▶ [DOCUMENT EXCERPT]
** BEGIN **

Compiler facts for kids
In computing, a compiler is a special computer program. It takes computer code written in one programming language (called the source language) and changes it into another language (the target language). Think of it like a translator for computers!
Compilers are mostly used to turn code from a high-level programming language (like Python or Java) into a lower level language (like machine code). This machine code is what the computer's CPU can understand and run directly. The goal is to create a program that can be used.
There are different kinds of compilers. A cross-compiler makes code for a different type of computer or operating system than the one it's running on. A bootstrap compiler is a temporary compiler. It helps build a better, more permanent compiler for a language.
Other related programs include decompilers, which translate low-level code back to higher-level code. Source-to-source compilers (or transpilers) translate between two high-level languages. Compiler-compilers are tools that help create other compilers.
A compiler usually works in several steps, called phases. These include preprocessing, lexical analysis, parsing, semantic analysis, and code generation. Compilers are designed carefully to make sure they work correctly. This is because mistakes in a compiler can be very hard to fix later.
Compilers are not the only programs that process code. An interpreter also translates code, but it runs the instructions right away. It doesn't create a separate executable program first. Some programming languages can use both compilers and interpreters.
Contents
How Compilers Started
The idea of modern computers began during World War II. Early computers understood only ones and zeros. So, programmers had to write code in very basic binary languages. In the late 1940s, assembly languages were created. These were a bit easier to use than binary.
Early computers had very little memory. This made designing the first compilers quite hard. Compiling a program had to be broken into many small steps. Each step was done by a different small program. As computers got more powerful, compilers could be designed to be more complete.
Programmers found it much easier to use high-level languages. These languages are defined by their specific rules, called syntax and semantics. These rules include:
- Alphabet: A set of symbols used in the language.
- String: A sequence of these symbols.
- Language: A collection of strings that follow the rules.
The rules for how sentences in a language are built are called a grammar. Backus–Naur form (BNF) is a way to describe these grammar rules. It was used for the Algol 60 language.

** END **

▶ [DATA SUPPLIED]

** BEGIN **

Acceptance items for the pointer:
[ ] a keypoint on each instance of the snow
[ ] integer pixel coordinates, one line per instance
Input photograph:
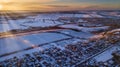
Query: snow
(84, 29)
(77, 33)
(106, 55)
(8, 45)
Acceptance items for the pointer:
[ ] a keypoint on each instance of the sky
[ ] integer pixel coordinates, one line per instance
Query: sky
(59, 5)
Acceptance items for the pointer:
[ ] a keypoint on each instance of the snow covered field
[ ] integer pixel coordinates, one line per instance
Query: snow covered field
(41, 20)
(8, 45)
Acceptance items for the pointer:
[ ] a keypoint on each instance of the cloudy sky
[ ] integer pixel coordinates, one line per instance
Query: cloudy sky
(54, 5)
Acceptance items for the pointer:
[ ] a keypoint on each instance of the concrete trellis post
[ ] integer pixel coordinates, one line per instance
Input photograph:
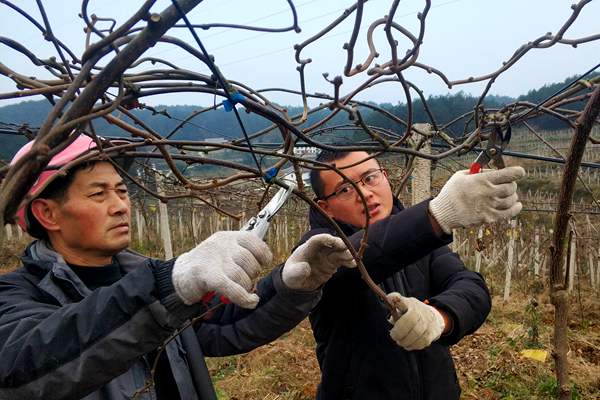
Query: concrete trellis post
(165, 228)
(181, 226)
(8, 229)
(511, 259)
(592, 269)
(572, 263)
(536, 253)
(195, 225)
(139, 224)
(421, 182)
(478, 252)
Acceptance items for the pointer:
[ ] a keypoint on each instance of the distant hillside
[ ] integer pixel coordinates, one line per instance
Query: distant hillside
(220, 124)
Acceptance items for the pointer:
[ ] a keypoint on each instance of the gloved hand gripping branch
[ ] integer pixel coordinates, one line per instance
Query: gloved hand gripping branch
(313, 263)
(485, 197)
(227, 263)
(420, 324)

** END **

▶ [WHAT IS EXPECTED]
Copy the passage of the compiler article from "Programmers found it" up to and including "Algol 60 language.". The material is unrelated to the compiler article.

▶ [ANSWER TO THE PROBLEM]
Programmers found it much easier to use high-level languages. These languages are defined by their specific rules, called syntax and semantics. These rules include:
- Alphabet: A set of symbols used in the language.
- String: A sequence of these symbols.
- Language: A collection of strings that follow the rules.
The rules for how sentences in a language are built are called a grammar. Backus–Naur form (BNF) is a way to describe these grammar rules. It was used for the Algol 60 language.